WORK INSTRUCTIONS:
Copy each of the following lines word for word, without changing anything.

RECORDS SHOWN:
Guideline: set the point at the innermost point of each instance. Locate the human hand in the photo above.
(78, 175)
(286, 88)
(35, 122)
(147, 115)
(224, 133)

RIGHT ANSWER:
Guideline: set the point at the innermost point of each instance. Locate the human hand in the photo above.
(78, 175)
(286, 88)
(35, 122)
(147, 115)
(224, 133)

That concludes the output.